Since I’m feeling in this Star Wars mood anyway, I want to take this time to tackle the differences between the original Battlefront games and the reboots.  The Star Wars Battlefront franchise was rebooted in 2015 by DICE and Electronic Arts after ten years.  DICE’s reboot of the Star Wars Battlefront franchise was intensely hyped up from the moment it was announced, and I was instantly on-board the bandwagon.  I’m a loyal fan of those games since I was a kid, and I poured an unreal amount of hours into Star Wars Battlefront and Battlefront II.  I desperately wanted the franchise to make a return.  So when I saw the amount of care and dedication was putting into the game to make it a grand Star Wars experience, I figured nothing could go wrong.

I was gullible then.

Battlefront promotional art
Star Wars Battlefront promotional art! (Photo: Playstation Europe via Flickr)

The game came out, and the public’s opinion on the game  was highly controversial.  That was honestly predictable, as this game has a mountain of expectations to climb.  Current FPS fans loyal to games like DICE’s own Battlefield would want something familiar.  Battlefront traditionalists from back in the day would crave the classic, more strategic style.  To combine these ideas into a new installment ten years later was a tall order.  But this game could have succeeded.  The elements of success are there, but they’re all out of order.  Speaking as a Battlefront traditionalist, I want to take a good look at what I think EA should’ve done differently and what they should do for a sequel.

So let’s start with the basic layout of what we got on the day of release.  The Battlefront reboot…is gorgeous.  This is the best visual fidelity and sound design that Star Wars has ever seen short of the movies.  From a sensory perspective, playing this game is like being in a Star Wars movie.  But I noticed in a lot of teasers for the game that it seemed to trade on visuals alone.  Closer to release, we found out that there would only be two factions to play as.  We found out that there would be no campaign modes.  Then there were no classes.  Then there were only six distinct planets in the game.

Check out AngryJoe’s review of the game if you want, because he expresses a lot of the same problems I found.

Basically, DICE’s Battlefront fell down a slippery slope, because possibly the biggest complaint is lack of content.  It focused on creating a vivid Star Wars world, and succeeded.  But if you strip all that away, the game is repetitive and poorly balanced.  The bulk of the game consists of running out into battle, taking down some opponents, dying and taking a tumble, and repeating.  It brings back the staples of more powerful hero characters, vehicle combat, and aerial combat.  There was one big problem, though: everything was now a battlefield pickup.  This leads to a lot of spawn-camping to get these powers instead of earning them.

Compare this to the original Battlefront II, the most popular game in the franchise.  I see a lot of flaws with this game, but it had ambition.  It brought in space battles, hero characters, and more maps than its predecessor.  It wasn’t very balanced or polished, but it took a step forward.  The reboot included similar things, but locking them behind timed power-ups made them feel completely inorganic.  The fact that the game further removed campaigns, true space battles, and more makes it nothing more than a distraction.
- - - -
## TASK SET
A - From the Battlefront piece, please list each limitation of the reboot that the writer says was revealed as release drew closer.
B - Answer these questions using the Battlefront piece.
(i) In what year was the franchise rebooted, and by which companies?
(ii) Which game does the writer call the most popular in the franchise?
(iii) Whose review of the game does the writer suggest checking out?
The rows that follow come from a separate source.

Excerpts of bounding box data
- - - -
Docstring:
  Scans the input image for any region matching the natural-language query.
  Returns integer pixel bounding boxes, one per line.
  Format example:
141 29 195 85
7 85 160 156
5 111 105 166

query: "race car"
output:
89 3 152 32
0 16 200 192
- - - -
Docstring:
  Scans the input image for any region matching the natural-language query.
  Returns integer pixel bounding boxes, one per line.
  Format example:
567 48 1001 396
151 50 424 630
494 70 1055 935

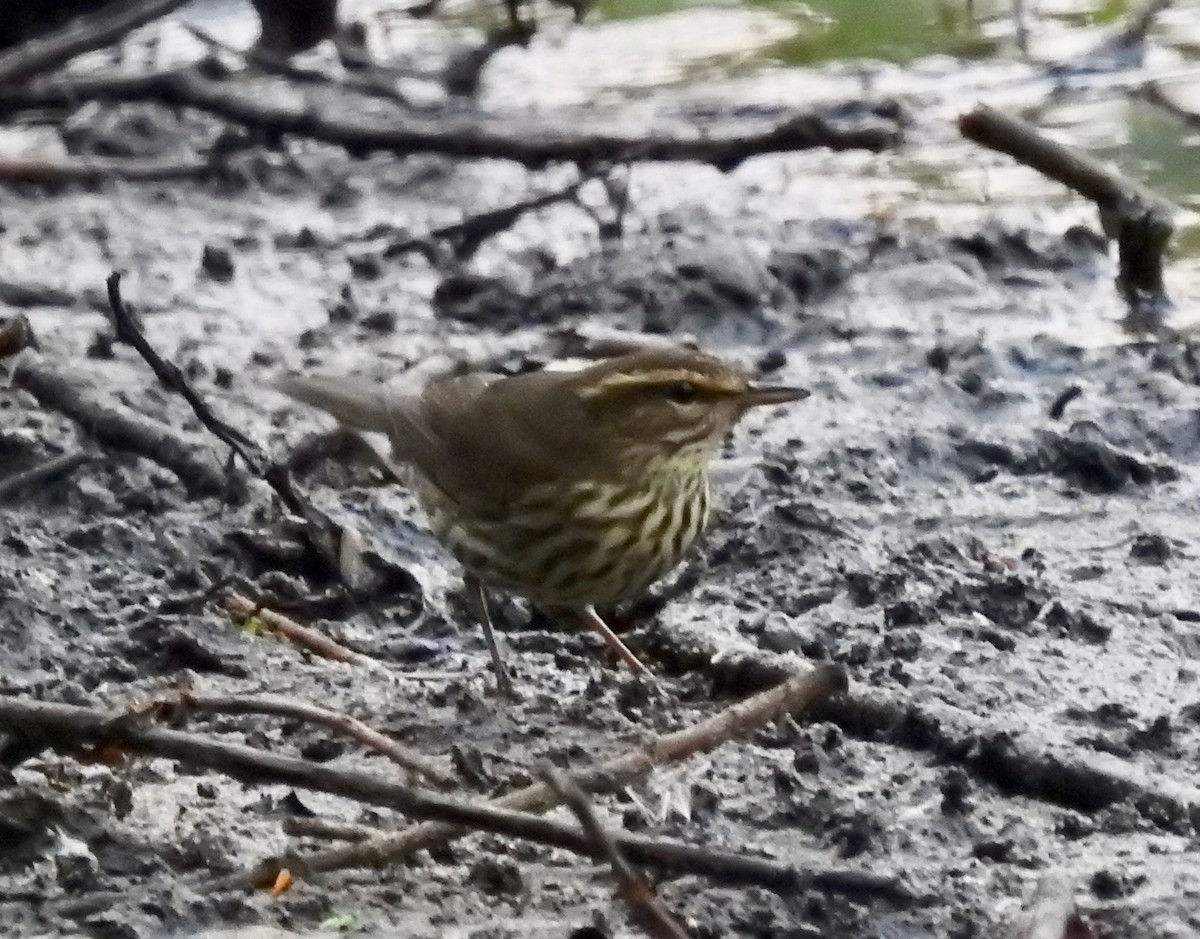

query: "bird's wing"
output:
- - - -
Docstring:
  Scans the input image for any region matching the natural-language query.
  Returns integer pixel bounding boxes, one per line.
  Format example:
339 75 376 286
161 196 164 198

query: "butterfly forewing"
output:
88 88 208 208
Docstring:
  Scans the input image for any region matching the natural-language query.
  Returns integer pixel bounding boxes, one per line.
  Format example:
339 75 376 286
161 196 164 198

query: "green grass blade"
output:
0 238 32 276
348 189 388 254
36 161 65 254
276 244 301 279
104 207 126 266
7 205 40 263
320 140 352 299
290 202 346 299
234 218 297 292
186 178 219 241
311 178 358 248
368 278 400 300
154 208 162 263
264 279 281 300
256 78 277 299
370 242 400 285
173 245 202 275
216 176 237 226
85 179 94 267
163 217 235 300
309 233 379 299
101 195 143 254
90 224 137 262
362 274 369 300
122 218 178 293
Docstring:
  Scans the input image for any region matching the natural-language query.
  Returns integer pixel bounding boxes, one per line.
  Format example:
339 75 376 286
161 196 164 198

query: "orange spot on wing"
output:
- - - -
## RESPONSES PER TASK
A -
- Only two factions to play as
- No campaign modes
- No classes
- Only six distinct planets

B -
(i) 2015, by DICE and Electronic Arts
(ii) The original Battlefront II
(iii) AngryJoe's